### Text passage
◆ ◆ ◆
Colonel Barker told how the Salvation Army doughnut came into being:

"When I landed in France," he said, "I was asked to dine with Brigadier-General George P. Duncan, commanding officer of the 1st Brigade. Desiring to be polite to the Americans, his chef, a fine one, prepared for us an alleged apple pie, which we, although also wishing to be polite, were quite unable to eat. The French can do many things, but they can't make pie. I told General Duncan that when our girls arrived they would bake him a pie, a real pie. Well they did, and then I thought that nothing would make the soldiers forget their homesickness like generous supplies of pie.

"But, unfortunately, we couldn't get the stoves. Our best piemaker, Adjutant Margaret Sheldon of Chicago, then had an inspiration. Her stove in her hut at Montiers sur Sauls was only twelve inches square, and she could bake but one pie at a time. Why not, she asked, fry doughnuts, since the top of the stove would hold a fairly large kettle? So she started frying doughnuts, at the same time baking her one

pie at a time. And those boys were so grateful! I've seen them sometimes stand in line in the rain two hours, each man holding up his little stick on which to receive the six doughnuts to which he was entitled.
◆ ◆ ◆
### Your tasks
1 – Please copy the passage on the Salvation Army doughnut word for word, starting at "Colonel Barker told" and ending at "supplies of pie.".
2 – In the passage on the Salvation Army doughnut, how large was the stove in Adjutant Margaret Sheldon's hut at Montiers sur Sauls?
Work only from the text above.

Point localization material
◆ ◆ ◆
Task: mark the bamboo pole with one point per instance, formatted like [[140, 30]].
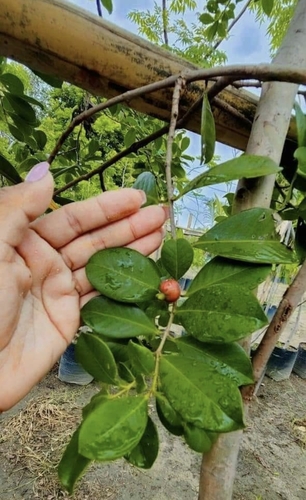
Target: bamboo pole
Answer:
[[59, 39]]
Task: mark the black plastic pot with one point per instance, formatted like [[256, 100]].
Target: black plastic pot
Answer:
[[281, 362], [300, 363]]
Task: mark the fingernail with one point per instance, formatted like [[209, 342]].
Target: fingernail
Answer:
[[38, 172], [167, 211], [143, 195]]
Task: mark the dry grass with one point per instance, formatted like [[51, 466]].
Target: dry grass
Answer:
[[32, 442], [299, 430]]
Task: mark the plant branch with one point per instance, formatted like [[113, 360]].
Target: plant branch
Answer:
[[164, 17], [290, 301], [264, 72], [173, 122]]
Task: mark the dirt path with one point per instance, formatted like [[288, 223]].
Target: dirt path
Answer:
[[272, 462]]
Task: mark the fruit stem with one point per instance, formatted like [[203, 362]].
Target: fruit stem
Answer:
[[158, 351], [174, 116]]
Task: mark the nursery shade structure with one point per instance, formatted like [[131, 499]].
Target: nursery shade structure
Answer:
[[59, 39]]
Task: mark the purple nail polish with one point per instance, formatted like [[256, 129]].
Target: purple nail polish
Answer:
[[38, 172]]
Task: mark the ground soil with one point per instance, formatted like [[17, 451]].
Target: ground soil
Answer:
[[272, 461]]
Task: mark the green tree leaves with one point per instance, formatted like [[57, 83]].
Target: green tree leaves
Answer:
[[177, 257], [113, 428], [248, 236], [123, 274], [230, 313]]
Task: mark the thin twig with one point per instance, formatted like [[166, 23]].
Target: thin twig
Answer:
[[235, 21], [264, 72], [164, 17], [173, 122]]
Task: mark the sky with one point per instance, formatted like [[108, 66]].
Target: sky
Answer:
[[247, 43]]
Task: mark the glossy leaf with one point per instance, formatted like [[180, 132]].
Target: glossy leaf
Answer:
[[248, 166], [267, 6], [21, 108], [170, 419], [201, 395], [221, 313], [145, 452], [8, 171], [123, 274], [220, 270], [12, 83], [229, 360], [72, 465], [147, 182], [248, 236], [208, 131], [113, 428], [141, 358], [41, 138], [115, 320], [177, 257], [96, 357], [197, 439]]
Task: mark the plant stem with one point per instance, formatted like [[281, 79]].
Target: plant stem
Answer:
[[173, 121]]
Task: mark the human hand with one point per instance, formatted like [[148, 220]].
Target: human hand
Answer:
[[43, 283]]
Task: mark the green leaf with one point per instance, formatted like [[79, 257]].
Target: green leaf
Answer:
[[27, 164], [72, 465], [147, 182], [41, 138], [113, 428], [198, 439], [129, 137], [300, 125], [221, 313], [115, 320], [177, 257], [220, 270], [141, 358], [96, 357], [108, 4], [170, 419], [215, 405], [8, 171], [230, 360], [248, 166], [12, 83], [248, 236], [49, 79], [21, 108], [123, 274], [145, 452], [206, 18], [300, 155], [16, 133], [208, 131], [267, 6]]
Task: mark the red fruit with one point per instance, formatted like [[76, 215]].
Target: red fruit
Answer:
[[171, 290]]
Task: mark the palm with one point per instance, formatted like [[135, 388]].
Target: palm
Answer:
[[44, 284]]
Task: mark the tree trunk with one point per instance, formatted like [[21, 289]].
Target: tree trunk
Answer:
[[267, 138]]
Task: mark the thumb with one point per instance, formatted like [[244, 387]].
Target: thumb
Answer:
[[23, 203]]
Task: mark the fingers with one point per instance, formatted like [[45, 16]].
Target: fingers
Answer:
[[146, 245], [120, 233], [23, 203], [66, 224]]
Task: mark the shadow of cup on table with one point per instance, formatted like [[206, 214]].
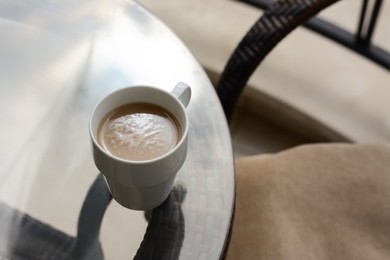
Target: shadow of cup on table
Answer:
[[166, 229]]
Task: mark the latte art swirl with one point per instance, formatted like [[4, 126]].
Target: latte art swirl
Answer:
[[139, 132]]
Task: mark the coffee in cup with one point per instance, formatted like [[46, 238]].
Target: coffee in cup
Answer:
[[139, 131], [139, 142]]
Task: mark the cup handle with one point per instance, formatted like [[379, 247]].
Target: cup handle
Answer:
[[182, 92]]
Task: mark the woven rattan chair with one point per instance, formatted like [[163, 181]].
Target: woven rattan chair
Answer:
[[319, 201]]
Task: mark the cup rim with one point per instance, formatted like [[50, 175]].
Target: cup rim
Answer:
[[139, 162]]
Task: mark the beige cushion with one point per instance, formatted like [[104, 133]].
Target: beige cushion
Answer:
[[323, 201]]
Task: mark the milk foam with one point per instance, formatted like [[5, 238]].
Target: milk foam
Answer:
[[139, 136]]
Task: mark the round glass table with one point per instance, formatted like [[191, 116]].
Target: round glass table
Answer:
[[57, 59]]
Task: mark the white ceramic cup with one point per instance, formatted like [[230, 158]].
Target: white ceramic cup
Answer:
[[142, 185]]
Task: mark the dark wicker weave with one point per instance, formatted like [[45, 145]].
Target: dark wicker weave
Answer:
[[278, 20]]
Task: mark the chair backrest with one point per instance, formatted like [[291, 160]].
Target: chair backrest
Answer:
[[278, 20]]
◆ ◆ ◆
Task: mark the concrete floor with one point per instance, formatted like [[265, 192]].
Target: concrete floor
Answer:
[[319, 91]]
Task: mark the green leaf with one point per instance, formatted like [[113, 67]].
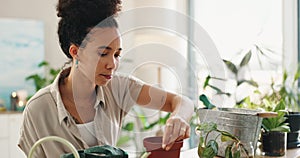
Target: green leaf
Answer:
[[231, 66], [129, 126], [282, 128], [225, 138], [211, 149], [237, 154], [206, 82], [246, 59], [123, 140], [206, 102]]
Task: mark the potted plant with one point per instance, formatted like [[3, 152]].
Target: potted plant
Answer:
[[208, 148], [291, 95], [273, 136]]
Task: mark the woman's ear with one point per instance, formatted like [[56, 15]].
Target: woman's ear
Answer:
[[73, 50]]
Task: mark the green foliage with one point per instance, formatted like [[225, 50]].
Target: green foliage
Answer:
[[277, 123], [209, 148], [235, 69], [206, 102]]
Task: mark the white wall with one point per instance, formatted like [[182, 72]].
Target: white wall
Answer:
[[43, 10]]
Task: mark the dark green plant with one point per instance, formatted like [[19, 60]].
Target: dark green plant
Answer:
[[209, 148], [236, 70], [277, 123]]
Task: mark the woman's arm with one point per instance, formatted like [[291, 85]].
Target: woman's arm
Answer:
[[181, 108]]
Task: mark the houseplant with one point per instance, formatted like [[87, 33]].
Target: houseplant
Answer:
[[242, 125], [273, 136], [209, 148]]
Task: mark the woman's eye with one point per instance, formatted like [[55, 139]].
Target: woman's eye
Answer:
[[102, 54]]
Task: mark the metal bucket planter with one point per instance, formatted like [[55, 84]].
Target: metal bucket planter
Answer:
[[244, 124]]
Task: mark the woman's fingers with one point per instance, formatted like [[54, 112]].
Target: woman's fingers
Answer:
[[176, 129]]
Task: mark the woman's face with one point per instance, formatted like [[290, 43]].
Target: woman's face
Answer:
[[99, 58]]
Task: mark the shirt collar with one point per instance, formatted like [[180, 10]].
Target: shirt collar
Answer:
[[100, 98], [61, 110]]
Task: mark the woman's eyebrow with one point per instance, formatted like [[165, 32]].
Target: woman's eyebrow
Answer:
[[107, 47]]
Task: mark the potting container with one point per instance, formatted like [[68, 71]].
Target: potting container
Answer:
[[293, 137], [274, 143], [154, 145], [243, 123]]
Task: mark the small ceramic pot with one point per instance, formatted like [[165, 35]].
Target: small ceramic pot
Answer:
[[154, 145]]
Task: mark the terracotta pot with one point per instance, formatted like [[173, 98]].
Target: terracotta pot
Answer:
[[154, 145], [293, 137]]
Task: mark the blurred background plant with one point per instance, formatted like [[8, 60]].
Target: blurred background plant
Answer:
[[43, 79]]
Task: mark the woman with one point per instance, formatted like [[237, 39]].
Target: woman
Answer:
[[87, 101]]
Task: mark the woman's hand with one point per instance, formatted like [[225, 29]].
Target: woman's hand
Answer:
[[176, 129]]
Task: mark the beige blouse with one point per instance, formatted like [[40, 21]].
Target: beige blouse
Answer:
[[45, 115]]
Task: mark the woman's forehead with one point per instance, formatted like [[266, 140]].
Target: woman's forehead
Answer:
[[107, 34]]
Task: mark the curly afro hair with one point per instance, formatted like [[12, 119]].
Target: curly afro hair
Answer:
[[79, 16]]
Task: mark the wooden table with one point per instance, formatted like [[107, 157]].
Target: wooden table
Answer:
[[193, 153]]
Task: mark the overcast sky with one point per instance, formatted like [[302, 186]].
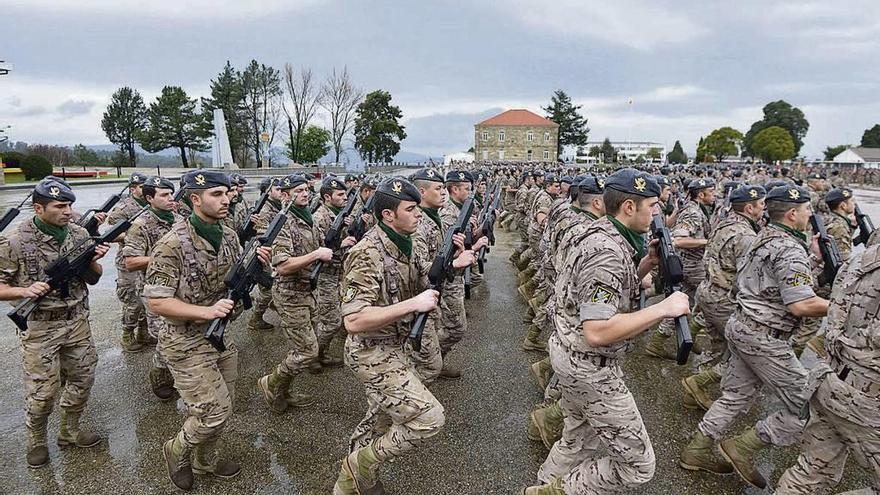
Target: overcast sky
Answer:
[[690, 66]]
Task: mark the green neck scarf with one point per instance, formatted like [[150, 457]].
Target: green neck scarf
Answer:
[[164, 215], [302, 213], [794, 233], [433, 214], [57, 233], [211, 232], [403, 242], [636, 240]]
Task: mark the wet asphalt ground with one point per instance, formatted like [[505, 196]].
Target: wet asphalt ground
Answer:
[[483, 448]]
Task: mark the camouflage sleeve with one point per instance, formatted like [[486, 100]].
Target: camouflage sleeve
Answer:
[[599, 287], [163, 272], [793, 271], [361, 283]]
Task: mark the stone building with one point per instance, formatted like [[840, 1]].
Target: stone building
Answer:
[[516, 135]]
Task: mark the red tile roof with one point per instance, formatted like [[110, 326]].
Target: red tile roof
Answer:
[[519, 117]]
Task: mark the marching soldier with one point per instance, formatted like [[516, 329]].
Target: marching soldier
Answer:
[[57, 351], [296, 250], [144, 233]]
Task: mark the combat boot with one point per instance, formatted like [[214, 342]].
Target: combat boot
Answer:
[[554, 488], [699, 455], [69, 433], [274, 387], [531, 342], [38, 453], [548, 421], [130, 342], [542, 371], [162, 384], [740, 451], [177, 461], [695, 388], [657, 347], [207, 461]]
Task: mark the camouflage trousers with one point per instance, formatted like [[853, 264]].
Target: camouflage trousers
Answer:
◆ ◆ ◆
### Answers per task
1 –
Colonel Barker told how the Salvation Army doughnut came into being:

"When I landed in France," he said, "I was asked to dine with Brigadier-General George P. Duncan, commanding officer of the 1st Brigade. Desiring to be polite to the Americans, his chef, a fine one, prepared for us an alleged apple pie, which we, although also wishing to be polite, were quite unable to eat. The French can do many things, but they can't make pie. I told General Duncan that when our girls arrived they would bake him a pie, a real pie. Well they did, and then I thought that nothing would make the soldiers forget their homesickness like generous supplies of pie.

2 – It was only twelve inches square.